WHAT YOU NEED TO DO:
Output the lines of the items below verbatim, beginning with the line that contains "point: the snake head, a" and continuing through the last line of the items.
[START OF DATA LISTING]
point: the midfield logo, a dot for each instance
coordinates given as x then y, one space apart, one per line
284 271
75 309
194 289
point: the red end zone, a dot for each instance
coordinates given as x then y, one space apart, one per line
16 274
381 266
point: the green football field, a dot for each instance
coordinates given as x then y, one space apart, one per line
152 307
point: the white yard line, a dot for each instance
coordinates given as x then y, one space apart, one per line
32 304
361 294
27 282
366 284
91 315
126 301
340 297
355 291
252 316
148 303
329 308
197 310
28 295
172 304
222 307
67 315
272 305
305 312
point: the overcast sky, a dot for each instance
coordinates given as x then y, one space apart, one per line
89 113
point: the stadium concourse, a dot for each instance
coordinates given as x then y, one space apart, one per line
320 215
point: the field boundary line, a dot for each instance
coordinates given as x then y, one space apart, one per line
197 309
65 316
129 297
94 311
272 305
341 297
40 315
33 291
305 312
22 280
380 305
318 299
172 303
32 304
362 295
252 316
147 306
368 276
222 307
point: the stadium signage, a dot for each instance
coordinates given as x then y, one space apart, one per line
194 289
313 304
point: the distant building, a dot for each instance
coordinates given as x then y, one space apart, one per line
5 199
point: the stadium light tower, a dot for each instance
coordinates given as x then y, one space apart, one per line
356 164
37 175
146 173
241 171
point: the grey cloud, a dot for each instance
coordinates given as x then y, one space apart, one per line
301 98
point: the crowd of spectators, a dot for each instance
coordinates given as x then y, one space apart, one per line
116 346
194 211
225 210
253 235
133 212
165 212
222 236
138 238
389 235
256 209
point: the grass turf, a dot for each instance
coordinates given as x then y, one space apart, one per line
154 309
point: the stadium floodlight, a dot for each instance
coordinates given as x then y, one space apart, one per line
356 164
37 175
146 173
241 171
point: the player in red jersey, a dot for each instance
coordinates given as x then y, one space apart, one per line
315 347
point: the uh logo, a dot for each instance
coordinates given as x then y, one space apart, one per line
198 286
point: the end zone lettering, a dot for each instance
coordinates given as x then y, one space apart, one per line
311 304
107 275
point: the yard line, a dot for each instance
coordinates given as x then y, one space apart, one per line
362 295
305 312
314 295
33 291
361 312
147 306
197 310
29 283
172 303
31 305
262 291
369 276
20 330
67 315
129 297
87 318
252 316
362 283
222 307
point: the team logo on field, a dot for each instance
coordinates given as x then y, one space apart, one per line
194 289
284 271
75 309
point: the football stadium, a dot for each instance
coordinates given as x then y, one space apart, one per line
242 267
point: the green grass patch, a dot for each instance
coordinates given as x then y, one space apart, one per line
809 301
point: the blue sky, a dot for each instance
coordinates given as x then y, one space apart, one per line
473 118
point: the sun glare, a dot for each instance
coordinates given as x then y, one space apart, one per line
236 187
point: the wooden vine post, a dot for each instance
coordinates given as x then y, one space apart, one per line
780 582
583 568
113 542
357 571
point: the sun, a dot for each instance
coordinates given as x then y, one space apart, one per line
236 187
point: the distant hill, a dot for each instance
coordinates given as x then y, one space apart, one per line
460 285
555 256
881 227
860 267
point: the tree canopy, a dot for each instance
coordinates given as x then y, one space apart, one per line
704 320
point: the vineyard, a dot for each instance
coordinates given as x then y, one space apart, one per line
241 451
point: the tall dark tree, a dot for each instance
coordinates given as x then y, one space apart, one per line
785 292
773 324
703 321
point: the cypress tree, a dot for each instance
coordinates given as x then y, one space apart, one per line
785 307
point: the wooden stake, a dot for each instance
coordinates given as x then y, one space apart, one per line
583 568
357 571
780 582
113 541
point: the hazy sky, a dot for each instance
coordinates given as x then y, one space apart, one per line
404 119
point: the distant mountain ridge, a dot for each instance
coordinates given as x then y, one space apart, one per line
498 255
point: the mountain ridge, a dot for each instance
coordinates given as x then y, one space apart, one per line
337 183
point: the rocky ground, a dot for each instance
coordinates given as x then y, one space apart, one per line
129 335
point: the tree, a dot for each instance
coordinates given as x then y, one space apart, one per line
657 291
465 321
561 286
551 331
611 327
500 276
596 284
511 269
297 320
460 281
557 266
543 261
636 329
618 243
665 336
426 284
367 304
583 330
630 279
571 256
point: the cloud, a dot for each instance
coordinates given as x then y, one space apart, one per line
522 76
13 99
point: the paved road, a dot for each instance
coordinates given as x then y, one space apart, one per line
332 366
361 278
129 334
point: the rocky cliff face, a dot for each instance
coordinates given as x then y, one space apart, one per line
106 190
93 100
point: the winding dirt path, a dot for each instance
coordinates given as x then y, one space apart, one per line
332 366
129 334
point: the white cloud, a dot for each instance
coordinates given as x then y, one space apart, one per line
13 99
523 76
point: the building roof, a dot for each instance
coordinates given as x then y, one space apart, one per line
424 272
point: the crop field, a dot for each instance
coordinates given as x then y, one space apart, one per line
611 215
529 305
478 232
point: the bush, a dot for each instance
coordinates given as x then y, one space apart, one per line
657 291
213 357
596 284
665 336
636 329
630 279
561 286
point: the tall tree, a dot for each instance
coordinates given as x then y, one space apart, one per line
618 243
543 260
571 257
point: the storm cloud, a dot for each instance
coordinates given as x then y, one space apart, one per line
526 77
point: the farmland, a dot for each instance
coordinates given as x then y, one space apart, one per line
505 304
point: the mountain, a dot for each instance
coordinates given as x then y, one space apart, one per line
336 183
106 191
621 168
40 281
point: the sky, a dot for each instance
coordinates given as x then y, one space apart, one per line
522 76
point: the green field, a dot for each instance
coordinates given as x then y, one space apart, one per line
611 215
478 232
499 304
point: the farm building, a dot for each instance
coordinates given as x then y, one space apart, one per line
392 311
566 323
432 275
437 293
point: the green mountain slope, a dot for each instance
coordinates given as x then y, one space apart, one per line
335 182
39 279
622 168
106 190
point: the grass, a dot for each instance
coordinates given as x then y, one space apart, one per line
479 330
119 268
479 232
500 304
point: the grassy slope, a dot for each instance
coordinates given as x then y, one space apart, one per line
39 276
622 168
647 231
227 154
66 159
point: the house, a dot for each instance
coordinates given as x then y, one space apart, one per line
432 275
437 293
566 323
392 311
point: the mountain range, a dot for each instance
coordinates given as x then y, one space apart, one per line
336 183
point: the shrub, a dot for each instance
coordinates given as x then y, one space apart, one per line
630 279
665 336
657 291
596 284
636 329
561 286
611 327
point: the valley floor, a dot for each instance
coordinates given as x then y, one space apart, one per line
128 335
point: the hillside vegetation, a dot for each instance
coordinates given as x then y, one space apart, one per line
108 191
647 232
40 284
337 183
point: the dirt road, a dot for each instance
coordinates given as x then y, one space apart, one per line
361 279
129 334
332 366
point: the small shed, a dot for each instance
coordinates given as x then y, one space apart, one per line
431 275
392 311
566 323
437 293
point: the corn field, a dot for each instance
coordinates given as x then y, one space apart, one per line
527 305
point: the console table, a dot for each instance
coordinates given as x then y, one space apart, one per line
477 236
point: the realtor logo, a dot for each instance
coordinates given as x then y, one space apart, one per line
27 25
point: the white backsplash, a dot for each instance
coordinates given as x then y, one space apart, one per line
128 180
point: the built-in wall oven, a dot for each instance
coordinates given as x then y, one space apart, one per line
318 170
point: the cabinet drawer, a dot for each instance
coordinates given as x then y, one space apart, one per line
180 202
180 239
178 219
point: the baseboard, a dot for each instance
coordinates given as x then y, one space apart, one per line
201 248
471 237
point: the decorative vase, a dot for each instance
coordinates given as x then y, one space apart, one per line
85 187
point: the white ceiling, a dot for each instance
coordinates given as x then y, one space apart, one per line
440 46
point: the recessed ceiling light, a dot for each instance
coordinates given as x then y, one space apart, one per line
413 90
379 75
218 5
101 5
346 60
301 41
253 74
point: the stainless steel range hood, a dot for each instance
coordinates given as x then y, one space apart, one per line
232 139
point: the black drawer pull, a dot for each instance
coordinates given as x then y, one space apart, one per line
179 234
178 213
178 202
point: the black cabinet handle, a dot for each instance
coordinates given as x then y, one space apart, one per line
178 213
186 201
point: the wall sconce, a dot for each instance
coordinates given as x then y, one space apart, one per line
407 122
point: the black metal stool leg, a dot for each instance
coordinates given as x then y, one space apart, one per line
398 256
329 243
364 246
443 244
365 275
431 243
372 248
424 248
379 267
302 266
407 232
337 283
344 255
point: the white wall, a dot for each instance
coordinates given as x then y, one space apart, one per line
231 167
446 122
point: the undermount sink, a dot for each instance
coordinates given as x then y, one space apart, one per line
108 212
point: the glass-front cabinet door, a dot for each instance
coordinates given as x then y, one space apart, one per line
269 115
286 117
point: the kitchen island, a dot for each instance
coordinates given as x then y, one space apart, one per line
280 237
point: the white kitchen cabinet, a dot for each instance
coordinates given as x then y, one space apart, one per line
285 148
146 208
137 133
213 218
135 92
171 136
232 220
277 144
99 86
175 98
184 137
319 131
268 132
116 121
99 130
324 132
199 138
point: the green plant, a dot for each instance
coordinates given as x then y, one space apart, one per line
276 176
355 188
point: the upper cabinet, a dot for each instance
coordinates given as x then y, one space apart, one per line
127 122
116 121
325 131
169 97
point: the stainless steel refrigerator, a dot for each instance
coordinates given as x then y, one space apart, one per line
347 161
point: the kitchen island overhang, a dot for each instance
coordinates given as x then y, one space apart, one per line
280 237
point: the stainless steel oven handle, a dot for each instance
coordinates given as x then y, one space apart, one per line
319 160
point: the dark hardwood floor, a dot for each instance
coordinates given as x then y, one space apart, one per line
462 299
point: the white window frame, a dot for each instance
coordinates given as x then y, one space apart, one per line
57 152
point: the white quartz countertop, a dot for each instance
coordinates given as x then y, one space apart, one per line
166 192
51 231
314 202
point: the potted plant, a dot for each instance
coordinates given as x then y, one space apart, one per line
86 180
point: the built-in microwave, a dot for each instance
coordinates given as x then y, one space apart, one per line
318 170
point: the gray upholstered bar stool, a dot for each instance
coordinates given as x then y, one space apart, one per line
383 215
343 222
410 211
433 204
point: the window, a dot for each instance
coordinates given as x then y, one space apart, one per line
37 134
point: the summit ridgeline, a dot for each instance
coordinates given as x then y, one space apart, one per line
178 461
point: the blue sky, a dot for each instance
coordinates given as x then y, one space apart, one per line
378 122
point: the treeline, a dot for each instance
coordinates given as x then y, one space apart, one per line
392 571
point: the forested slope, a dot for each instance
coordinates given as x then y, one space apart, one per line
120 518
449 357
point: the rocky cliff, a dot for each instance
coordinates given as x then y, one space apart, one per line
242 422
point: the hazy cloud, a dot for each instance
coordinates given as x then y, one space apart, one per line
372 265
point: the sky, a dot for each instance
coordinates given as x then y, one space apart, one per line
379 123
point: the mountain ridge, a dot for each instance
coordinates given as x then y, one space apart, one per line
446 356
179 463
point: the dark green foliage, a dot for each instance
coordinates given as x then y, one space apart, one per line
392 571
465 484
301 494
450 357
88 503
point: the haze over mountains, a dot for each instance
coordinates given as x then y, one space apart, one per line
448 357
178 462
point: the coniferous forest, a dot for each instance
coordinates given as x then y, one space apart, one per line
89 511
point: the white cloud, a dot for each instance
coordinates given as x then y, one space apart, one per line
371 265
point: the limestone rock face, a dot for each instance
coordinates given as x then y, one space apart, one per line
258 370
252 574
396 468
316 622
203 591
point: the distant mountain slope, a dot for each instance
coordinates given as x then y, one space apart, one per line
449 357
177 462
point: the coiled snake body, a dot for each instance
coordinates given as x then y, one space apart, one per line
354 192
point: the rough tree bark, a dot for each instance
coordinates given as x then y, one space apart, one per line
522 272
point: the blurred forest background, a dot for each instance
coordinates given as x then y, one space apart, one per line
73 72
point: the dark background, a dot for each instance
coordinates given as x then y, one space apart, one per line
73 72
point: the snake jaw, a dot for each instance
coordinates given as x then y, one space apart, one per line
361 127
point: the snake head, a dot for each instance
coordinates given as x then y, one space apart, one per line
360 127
[END OF DATA LISTING]
PROBLEM SOLUTION:
point: the snake head, a dot for each instance
coordinates given as x then y, one space apart, one per line
360 127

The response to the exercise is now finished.